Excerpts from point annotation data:
>>>
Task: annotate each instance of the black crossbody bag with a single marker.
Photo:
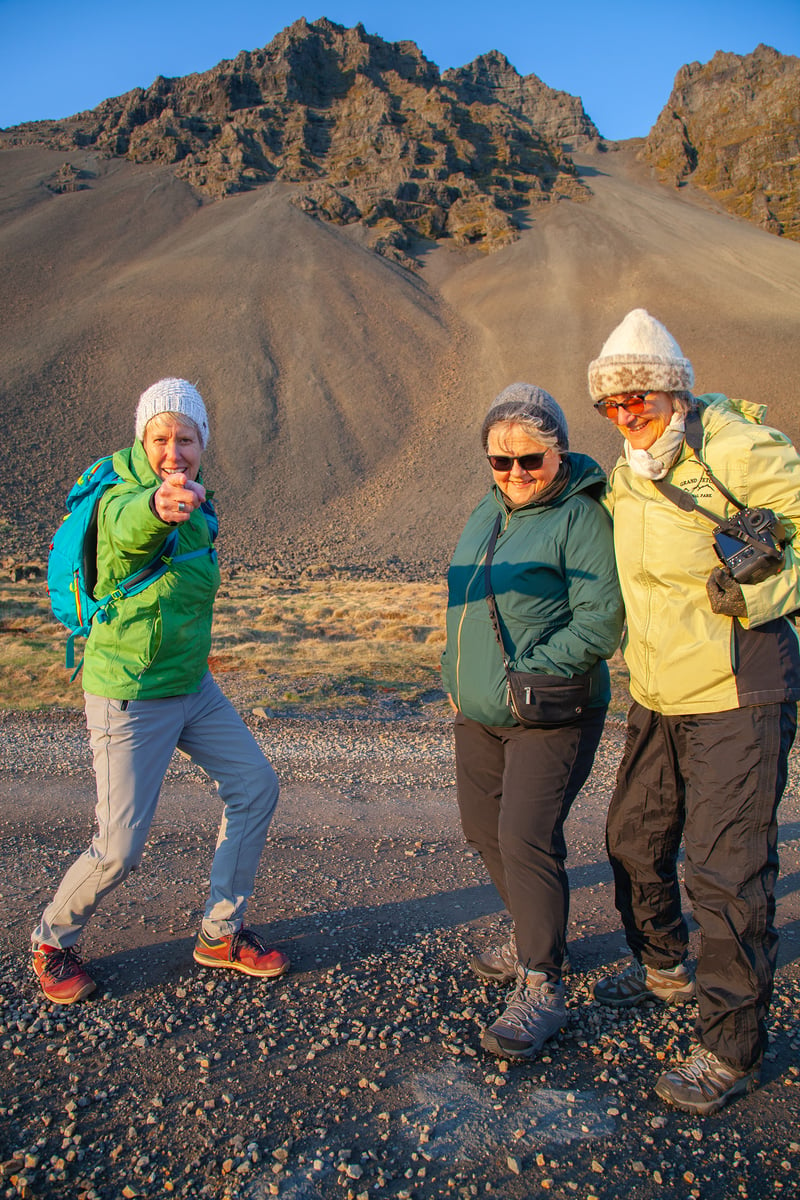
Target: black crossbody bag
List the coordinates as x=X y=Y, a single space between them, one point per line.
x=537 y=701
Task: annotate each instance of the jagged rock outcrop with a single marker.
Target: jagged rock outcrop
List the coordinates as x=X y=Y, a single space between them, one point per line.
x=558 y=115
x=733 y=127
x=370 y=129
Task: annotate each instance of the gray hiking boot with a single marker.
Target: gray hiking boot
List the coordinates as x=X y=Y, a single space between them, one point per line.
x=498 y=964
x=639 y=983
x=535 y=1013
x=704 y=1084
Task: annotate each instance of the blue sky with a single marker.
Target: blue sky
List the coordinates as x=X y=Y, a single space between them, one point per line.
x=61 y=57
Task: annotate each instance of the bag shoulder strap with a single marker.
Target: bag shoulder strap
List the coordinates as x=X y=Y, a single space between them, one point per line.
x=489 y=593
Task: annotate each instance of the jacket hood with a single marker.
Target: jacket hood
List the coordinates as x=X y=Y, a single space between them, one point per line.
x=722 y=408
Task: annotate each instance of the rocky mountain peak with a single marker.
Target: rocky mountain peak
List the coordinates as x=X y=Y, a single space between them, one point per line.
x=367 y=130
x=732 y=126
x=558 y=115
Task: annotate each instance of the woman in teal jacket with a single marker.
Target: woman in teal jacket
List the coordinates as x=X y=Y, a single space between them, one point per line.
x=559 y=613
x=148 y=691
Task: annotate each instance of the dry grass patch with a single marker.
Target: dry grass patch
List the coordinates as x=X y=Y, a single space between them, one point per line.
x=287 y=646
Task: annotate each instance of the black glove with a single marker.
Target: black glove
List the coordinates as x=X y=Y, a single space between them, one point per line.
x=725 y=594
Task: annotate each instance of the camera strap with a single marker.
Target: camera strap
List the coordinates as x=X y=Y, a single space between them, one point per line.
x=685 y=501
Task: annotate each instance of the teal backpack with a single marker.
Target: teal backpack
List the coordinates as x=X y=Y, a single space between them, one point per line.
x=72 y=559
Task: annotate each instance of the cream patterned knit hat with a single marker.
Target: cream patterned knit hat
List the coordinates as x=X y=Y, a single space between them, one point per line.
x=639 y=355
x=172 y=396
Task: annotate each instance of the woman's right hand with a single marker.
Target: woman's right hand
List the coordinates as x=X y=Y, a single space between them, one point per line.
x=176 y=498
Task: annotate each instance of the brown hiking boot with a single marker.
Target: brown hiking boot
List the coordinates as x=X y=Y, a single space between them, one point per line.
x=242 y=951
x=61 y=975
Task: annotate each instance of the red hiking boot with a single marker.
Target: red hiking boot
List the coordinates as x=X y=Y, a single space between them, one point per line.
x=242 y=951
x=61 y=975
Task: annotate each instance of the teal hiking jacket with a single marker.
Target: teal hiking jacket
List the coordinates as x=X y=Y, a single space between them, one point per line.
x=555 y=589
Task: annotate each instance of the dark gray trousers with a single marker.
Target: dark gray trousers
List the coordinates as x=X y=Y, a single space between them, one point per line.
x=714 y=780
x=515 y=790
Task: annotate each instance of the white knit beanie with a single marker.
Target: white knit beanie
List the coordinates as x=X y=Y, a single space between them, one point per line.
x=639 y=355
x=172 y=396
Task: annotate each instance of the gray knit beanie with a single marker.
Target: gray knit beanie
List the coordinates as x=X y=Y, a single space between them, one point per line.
<<<
» **TASK STATEMENT**
Reproduce the part of the records that runs from their start through the line containing "x=537 y=701", requests included, and increase every coordinate in the answers by 25. Leave the pictures out of your reply.

» **SOLUTION BELOW**
Task: annotate each instance of the black crossbody bag with a single marker.
Photo:
Target: black crossbody bag
List the coordinates as x=X y=Y, a single space between them, one point per line.
x=562 y=726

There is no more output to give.